>> begin

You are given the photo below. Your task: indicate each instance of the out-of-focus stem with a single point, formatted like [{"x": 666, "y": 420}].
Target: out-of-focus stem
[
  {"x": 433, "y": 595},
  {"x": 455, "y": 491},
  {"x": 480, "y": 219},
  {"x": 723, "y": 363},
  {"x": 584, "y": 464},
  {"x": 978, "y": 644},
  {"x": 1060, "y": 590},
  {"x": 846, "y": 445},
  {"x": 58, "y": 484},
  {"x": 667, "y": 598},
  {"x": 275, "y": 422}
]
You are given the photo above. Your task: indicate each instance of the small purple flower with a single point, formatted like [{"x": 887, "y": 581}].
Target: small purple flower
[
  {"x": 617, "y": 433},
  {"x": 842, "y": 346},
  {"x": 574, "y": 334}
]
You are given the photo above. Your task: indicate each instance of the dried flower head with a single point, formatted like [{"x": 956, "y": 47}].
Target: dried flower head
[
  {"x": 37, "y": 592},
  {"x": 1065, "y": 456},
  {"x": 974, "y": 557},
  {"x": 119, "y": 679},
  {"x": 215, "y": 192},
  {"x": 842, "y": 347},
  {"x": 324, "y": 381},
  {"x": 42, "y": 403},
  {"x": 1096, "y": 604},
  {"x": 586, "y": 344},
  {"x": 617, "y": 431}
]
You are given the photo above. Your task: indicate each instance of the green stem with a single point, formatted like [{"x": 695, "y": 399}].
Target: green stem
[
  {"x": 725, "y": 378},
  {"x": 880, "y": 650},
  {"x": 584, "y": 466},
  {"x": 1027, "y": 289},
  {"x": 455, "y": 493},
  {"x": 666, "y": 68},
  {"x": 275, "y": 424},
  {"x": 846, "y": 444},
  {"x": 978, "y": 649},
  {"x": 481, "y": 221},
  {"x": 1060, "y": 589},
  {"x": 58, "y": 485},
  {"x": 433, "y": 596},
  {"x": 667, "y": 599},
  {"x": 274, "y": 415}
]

>> end

### Exercise
Print all of the entries above again, word for word, keeping every line and character unchanged.

### Completed exercise
You are given the photo below. Your task: indicate each instance of the out-of-focus stem with a single point, formatted like [{"x": 666, "y": 420}].
Target: out-of-focus stem
[
  {"x": 433, "y": 595},
  {"x": 455, "y": 491},
  {"x": 480, "y": 219},
  {"x": 723, "y": 363},
  {"x": 584, "y": 464},
  {"x": 978, "y": 644},
  {"x": 1060, "y": 590},
  {"x": 846, "y": 445},
  {"x": 58, "y": 484},
  {"x": 667, "y": 598},
  {"x": 275, "y": 422}
]
You are given the photo above. Your task: indicate each instance of the small purple flower with a single point, formatted like [{"x": 887, "y": 581}].
Target: small purple flower
[
  {"x": 617, "y": 433},
  {"x": 842, "y": 346},
  {"x": 574, "y": 334}
]
You are given the photo above. Your task: indicate each instance of the dried flower head with a single point, formatted like [{"x": 956, "y": 47}].
Target: dried flower head
[
  {"x": 37, "y": 592},
  {"x": 1065, "y": 456},
  {"x": 974, "y": 557},
  {"x": 119, "y": 679},
  {"x": 215, "y": 192},
  {"x": 842, "y": 347},
  {"x": 324, "y": 381},
  {"x": 42, "y": 403},
  {"x": 1096, "y": 604},
  {"x": 586, "y": 344},
  {"x": 617, "y": 431}
]
You are given the photo above. Your task: indicate each instance of the green stem with a single point, formatted like [{"x": 695, "y": 399}].
Target: green stem
[
  {"x": 725, "y": 378},
  {"x": 880, "y": 650},
  {"x": 584, "y": 466},
  {"x": 1027, "y": 289},
  {"x": 455, "y": 493},
  {"x": 666, "y": 68},
  {"x": 275, "y": 424},
  {"x": 846, "y": 444},
  {"x": 978, "y": 649},
  {"x": 481, "y": 221},
  {"x": 1060, "y": 589},
  {"x": 58, "y": 485},
  {"x": 433, "y": 596},
  {"x": 667, "y": 599},
  {"x": 274, "y": 415}
]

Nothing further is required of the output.